Cita literalmente el fragmento del texto dado que empieza en "Un olvidado filósofo" y sigue hasta "salud y reproducción.".

▶ **TEXTO DADO**:
◆ ◆ ◆ ◆ ◆ ◆ ◆

Un olvidado filósofo del Siglo XIX decía en alguna parte que los seres humanos, antes de dedicarse a los goces de la cultura, a pintar las paredes de las cavernas o a idear poesías, debían resolver sus ‘necesidades básicas’: alimentación, vestido, vivienda, salud y reproducción.

Pero ‘se olvidó’ incluir en la lista una de las principales exigencias de la vida humana: la identidad, es decir, la posibilidad de responder a la más importante y compleja de todas las preguntas: ¿Quién soy yo?, condición ineludible para la satisfacción, precisamente, de esas ‘necesidades básicas’: La precariedad de la identidad es la razón por la cual se deja de comer (anorexia), se mata o se muere, se realizan los actos más inauditos, altruistas o autodestructivos. La gran importancia de la identidad proviene de que tiene que ver con la autoestima, condición primaria sin la cual la vida no es posible.

◆ ◆ ◆ ◆ ◆ ◆ ◆

▶ **REGISTROS EXTRAÍDOS**:
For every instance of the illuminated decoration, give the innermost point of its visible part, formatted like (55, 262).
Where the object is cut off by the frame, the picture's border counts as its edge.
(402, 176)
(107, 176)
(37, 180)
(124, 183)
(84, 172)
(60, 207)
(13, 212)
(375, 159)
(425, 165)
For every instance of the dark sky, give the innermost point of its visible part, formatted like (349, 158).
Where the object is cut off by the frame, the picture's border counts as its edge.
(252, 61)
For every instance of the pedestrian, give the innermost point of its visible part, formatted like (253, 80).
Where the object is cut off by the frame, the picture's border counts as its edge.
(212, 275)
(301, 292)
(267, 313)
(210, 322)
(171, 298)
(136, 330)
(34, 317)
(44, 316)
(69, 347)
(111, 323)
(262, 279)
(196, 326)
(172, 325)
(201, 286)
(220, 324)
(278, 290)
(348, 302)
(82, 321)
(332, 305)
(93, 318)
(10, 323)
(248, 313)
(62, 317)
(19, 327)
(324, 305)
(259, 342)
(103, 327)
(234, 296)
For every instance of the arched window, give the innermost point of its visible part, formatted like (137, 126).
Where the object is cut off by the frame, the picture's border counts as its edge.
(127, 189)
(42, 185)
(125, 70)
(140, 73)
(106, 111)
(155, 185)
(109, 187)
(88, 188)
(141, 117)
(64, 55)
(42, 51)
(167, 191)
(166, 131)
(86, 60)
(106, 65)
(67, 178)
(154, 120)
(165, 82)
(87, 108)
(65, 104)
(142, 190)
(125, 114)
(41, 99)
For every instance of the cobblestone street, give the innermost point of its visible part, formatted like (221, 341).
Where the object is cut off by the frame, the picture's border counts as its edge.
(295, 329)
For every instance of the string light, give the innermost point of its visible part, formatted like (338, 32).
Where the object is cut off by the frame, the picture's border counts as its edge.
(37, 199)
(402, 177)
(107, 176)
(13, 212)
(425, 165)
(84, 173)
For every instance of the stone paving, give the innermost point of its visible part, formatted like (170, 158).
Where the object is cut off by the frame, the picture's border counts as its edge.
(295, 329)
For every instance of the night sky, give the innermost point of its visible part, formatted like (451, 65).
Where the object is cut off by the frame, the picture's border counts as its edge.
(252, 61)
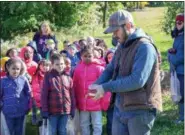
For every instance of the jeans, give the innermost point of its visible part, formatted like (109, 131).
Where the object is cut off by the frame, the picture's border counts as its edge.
(57, 124)
(96, 118)
(136, 122)
(181, 103)
(109, 120)
(15, 125)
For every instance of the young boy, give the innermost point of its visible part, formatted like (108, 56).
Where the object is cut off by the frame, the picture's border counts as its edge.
(57, 98)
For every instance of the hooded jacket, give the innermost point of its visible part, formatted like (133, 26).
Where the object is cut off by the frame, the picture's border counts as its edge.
(144, 60)
(41, 43)
(30, 64)
(84, 75)
(37, 84)
(36, 56)
(15, 96)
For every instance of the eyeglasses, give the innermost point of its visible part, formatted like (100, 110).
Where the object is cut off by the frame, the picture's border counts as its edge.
(179, 23)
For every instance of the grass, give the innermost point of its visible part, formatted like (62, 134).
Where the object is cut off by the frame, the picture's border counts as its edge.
(150, 20)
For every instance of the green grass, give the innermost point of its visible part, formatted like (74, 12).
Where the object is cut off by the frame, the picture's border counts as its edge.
(150, 20)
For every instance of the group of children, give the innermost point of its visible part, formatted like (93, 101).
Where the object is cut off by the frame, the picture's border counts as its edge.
(55, 84)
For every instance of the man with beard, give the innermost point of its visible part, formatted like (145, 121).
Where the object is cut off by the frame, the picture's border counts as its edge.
(133, 75)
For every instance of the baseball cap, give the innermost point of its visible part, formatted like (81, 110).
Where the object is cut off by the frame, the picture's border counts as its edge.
(117, 19)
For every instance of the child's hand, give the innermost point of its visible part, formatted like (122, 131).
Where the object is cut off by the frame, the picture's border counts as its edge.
(72, 114)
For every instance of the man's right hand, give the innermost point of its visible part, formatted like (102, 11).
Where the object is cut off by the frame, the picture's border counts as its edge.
(45, 115)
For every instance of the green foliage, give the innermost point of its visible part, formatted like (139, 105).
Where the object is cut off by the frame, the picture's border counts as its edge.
(173, 8)
(135, 5)
(156, 3)
(22, 17)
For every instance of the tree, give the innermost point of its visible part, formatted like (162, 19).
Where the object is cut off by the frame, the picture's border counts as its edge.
(173, 8)
(22, 17)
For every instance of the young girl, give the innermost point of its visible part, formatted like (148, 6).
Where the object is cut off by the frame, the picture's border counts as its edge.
(12, 53)
(3, 60)
(27, 56)
(57, 99)
(42, 36)
(37, 83)
(108, 57)
(15, 96)
(98, 54)
(86, 72)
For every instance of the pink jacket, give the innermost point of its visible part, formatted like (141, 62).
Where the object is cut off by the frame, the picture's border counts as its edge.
(30, 64)
(84, 75)
(37, 83)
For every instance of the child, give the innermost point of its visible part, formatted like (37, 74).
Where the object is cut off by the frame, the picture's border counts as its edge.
(86, 72)
(50, 45)
(27, 56)
(98, 54)
(12, 53)
(67, 66)
(57, 99)
(36, 56)
(3, 60)
(72, 55)
(66, 43)
(42, 36)
(37, 83)
(15, 96)
(108, 58)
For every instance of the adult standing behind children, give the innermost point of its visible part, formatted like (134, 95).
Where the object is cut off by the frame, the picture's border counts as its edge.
(134, 76)
(176, 59)
(42, 36)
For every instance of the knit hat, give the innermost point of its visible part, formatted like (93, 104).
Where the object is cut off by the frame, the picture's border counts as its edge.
(117, 19)
(72, 46)
(180, 17)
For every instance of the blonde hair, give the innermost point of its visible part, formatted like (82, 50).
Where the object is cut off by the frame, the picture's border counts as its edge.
(14, 60)
(48, 27)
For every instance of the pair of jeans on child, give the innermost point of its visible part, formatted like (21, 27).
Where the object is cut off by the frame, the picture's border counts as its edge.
(57, 124)
(96, 120)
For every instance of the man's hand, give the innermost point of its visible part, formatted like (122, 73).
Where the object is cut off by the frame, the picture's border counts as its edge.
(99, 91)
(172, 50)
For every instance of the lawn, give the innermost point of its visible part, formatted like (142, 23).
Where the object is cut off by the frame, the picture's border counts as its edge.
(150, 20)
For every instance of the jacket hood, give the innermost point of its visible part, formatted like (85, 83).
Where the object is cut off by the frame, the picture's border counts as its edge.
(22, 52)
(33, 45)
(138, 33)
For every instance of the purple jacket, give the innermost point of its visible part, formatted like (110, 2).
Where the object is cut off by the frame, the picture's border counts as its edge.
(15, 96)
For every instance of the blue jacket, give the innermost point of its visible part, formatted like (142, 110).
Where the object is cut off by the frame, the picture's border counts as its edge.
(177, 59)
(143, 62)
(74, 59)
(15, 96)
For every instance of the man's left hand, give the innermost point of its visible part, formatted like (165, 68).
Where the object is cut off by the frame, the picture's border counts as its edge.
(99, 91)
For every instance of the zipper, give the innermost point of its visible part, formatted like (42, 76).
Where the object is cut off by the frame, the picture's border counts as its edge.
(84, 87)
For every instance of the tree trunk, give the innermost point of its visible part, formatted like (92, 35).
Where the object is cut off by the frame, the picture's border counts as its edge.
(104, 14)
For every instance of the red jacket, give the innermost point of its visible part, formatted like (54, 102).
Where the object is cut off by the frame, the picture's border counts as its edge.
(37, 83)
(30, 64)
(57, 94)
(84, 75)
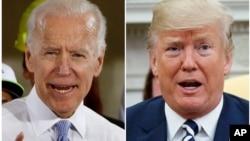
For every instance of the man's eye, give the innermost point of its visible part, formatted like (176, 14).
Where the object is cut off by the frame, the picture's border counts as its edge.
(51, 53)
(78, 55)
(173, 51)
(204, 49)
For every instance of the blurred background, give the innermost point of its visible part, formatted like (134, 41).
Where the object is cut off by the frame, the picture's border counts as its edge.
(138, 16)
(111, 81)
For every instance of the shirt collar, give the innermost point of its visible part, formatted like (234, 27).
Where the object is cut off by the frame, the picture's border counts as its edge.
(208, 122)
(44, 119)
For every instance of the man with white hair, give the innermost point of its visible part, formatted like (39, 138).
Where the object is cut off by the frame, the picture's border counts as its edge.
(65, 51)
(190, 49)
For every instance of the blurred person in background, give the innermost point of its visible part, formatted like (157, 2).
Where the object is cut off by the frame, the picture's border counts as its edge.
(65, 51)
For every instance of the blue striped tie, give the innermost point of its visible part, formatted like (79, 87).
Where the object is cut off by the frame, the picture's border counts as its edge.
(191, 129)
(62, 130)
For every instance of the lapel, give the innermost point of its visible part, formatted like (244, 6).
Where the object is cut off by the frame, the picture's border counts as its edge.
(154, 126)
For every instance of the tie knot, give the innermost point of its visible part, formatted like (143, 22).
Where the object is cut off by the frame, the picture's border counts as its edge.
(191, 127)
(62, 127)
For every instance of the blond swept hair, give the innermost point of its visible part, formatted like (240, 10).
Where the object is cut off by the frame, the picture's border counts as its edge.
(190, 14)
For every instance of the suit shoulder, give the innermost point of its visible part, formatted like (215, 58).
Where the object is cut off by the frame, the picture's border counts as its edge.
(145, 104)
(236, 100)
(145, 107)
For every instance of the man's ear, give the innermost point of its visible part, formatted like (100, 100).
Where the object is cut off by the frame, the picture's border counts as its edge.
(153, 62)
(228, 62)
(29, 60)
(99, 63)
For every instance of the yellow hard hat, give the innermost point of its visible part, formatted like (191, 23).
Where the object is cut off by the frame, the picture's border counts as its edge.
(22, 33)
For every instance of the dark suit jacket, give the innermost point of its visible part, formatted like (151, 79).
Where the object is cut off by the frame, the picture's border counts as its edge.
(146, 121)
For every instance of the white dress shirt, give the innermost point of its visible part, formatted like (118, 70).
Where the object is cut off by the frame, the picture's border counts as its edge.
(207, 124)
(32, 117)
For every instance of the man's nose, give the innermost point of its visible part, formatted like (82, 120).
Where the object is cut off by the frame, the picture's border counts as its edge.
(189, 61)
(63, 66)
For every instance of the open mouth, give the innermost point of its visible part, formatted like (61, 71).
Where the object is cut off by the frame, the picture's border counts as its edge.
(190, 84)
(62, 89)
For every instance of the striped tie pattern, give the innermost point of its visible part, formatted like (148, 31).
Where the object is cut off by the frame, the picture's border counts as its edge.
(191, 129)
(62, 130)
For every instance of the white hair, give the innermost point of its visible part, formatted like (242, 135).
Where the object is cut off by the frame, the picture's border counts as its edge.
(190, 14)
(77, 8)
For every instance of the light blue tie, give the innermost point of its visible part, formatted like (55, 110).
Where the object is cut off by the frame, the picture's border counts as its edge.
(191, 129)
(62, 128)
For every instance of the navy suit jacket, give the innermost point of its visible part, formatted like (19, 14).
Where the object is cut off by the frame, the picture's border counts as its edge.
(146, 121)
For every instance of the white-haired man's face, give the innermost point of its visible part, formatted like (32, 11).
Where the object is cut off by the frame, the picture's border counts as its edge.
(65, 62)
(190, 65)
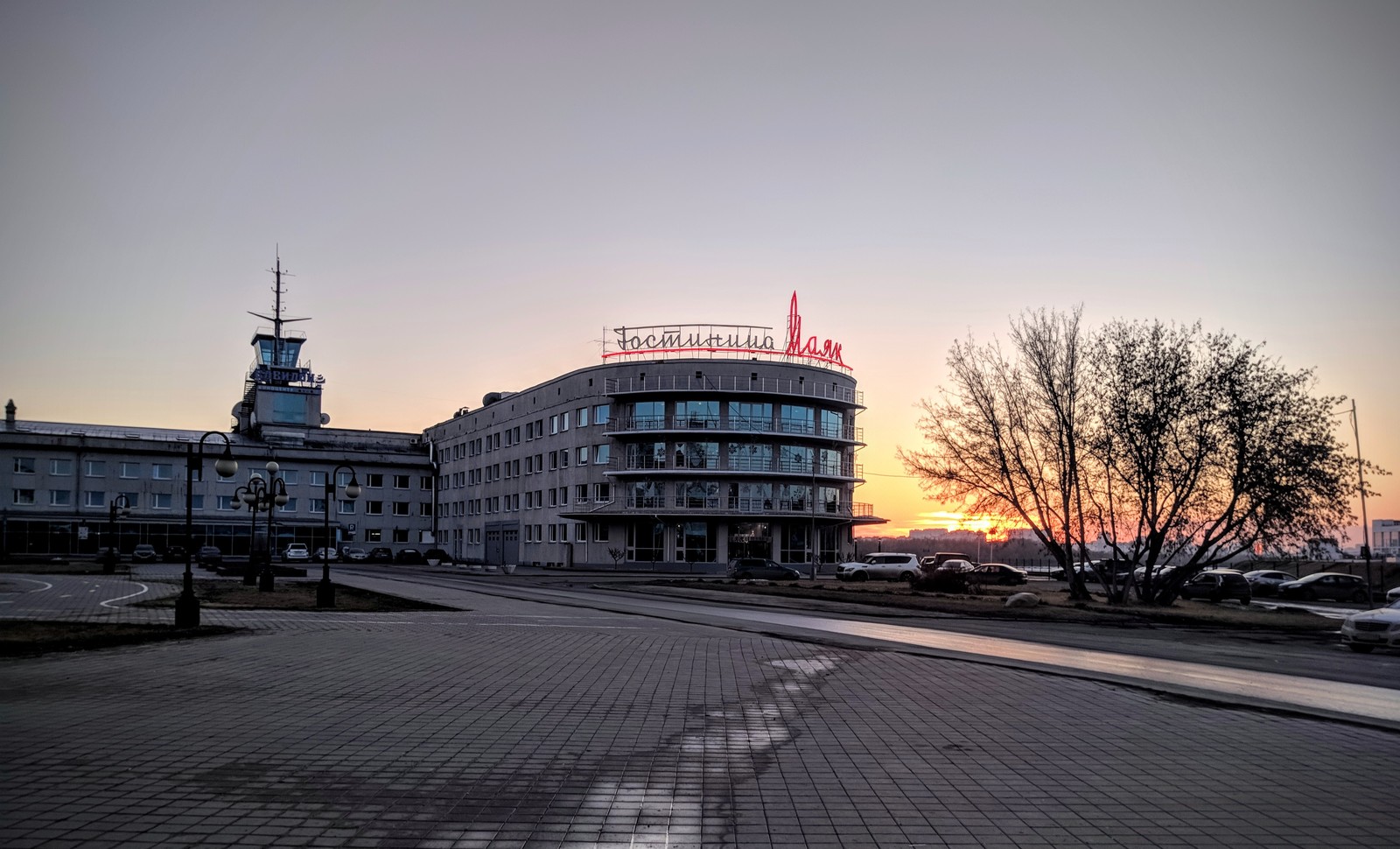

◆ ◆ ◆ ◆ ◆ ◆ ◆

▶ **RESULTADO**:
Un olvidado filósofo del Siglo XIX decía en alguna parte que los seres humanos, antes de dedicarse a los goces de la cultura, a pintar las paredes de las cavernas o a idear poesías, debían resolver sus ‘necesidades básicas’: alimentación, vestido, vivienda, salud y reproducción.